• **PROBLEM STATEMENT**:
Write the data out again, character for character, with no images.

• **EXCERPTED RECORDS**:
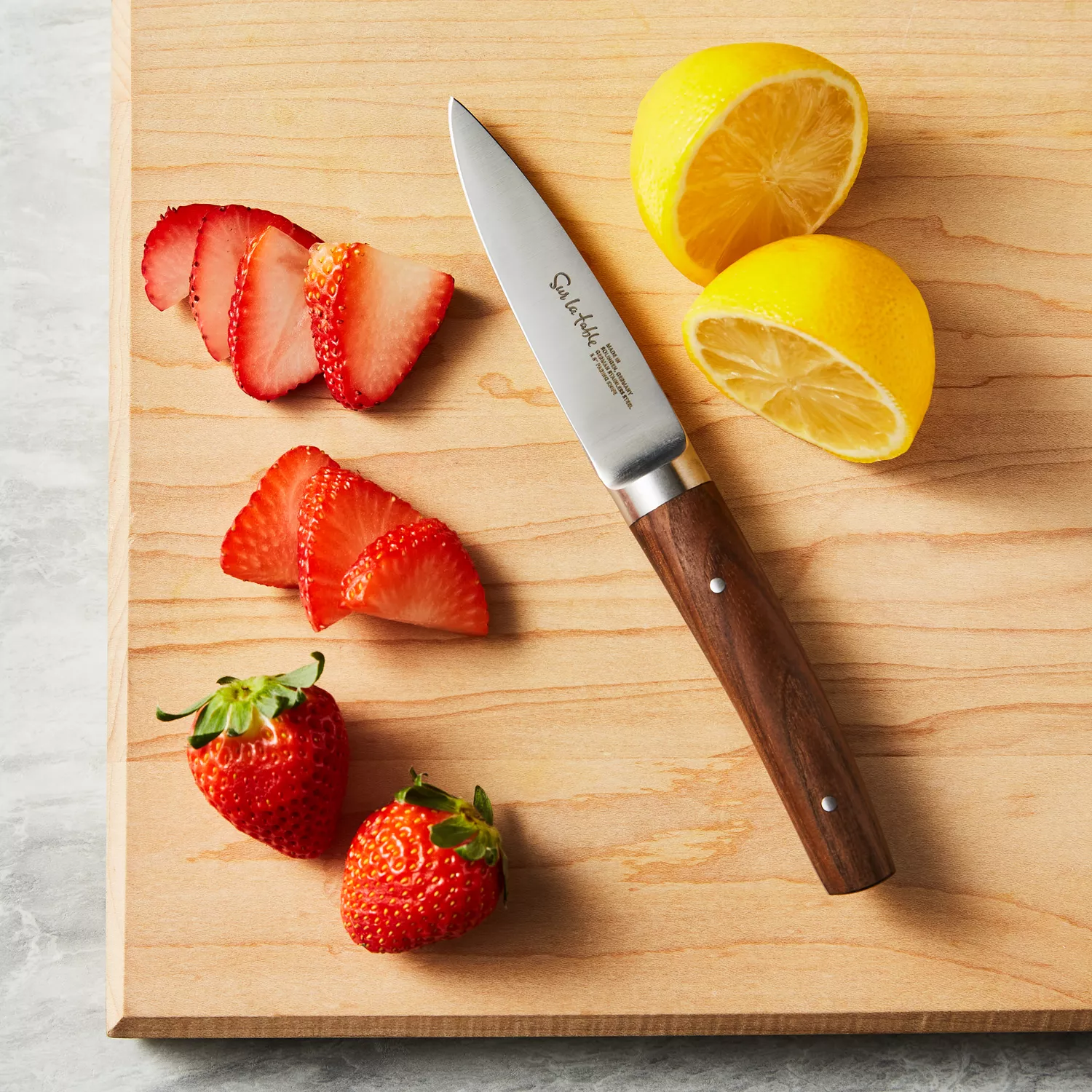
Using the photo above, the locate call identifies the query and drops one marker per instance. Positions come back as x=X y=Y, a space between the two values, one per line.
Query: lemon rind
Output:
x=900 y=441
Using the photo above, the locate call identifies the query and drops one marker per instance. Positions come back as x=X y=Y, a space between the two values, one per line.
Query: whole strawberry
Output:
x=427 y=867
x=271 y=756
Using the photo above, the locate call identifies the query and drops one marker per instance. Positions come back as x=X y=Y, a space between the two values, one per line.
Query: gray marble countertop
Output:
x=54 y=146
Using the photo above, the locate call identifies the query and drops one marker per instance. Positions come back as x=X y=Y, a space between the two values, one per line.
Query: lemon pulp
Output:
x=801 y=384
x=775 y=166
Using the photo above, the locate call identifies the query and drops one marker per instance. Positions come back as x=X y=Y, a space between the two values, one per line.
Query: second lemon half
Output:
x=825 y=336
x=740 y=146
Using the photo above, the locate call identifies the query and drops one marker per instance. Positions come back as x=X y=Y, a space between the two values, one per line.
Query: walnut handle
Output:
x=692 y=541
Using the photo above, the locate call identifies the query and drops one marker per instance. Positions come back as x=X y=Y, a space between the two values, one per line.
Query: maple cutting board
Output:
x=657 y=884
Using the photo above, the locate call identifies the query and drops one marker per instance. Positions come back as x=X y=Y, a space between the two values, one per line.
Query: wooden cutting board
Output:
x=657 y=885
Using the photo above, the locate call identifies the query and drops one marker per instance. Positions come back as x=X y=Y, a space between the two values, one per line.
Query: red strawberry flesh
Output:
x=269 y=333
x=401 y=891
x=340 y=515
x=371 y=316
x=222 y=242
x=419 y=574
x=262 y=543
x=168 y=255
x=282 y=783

• **PROBLEM SOLUTION**:
Using the photo above, the locate call identifies the query and drops one marker per instance. Positions come back as x=X y=Y, a space between the two values, one per line.
Query: lemon rind
Output:
x=900 y=441
Using the photo above, the locate call identifies the query and drops one marker per instance. Positions come back as x=X y=Y, a space between the two values, one per line.
Query: whole strawberry
Output:
x=427 y=867
x=271 y=756
Using the photo above, the locate call identifies the query and drops one marker per instance. Positions come back as x=X y=Y, a space between the two values, one per line.
Query: gray marble countertop
Output:
x=54 y=146
Using the photo above, the locate call identifies the query and drops one marker per instance. Positions come back as x=X y=Y, a space between the two values, one per line.
Query: lemon pulp
Output:
x=801 y=384
x=775 y=166
Using the photo above, the locate call identifies the query and drops one marker per instance. Positions come back as x=X y=Y, a space between the two values, one per line.
Query: second lemon half
Output:
x=825 y=336
x=740 y=146
Using the photo above, the locate call identifies the query and drops one marker per instance. Positions come back as x=X y=Y, a space between the two values, one per line.
Query: walnut handle
Output:
x=692 y=541
Using the photo above, the locate call identifies the query and drops one marker per instance. Positions come back as x=X y=Y, a space between the two values, one per line.
Query: maple cutting board
Output:
x=657 y=884
Using the photo above, the locate call identifies the query and drops one marker per instance. Positions come back as x=X y=Y, a space between the two values, one per line.
Query: wooden cutting board
Output:
x=657 y=885
Using the photo above, the locate call identifies the query and drops one marker per instance. Positions come back as x=X y=Y, a space between the two values, one per line.
Query: red strawberry flesh
Output:
x=269 y=333
x=401 y=891
x=340 y=515
x=371 y=316
x=222 y=242
x=419 y=574
x=262 y=543
x=168 y=255
x=282 y=783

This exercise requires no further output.